*** Opening DATA TO PROCESS ***

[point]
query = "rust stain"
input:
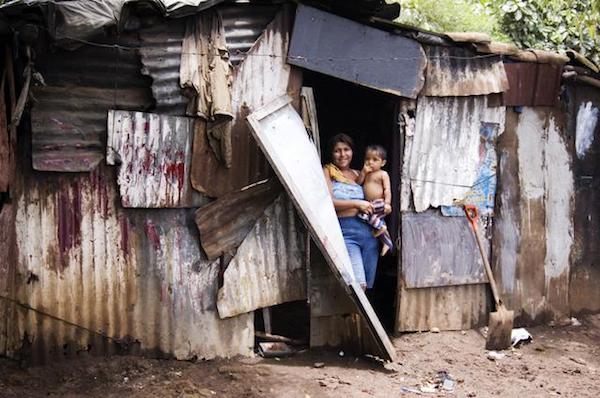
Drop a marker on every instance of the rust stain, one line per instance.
(69, 219)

*** Closing DATA TO PROCESS ***

▶ WHAT IS NEEDED
Leave the images aside and return the records above exactly as written.

▶ TASK RESULT
[point]
query = "rust stain"
input:
Drop a marker on every instance of the rust stain, one line per instance.
(69, 219)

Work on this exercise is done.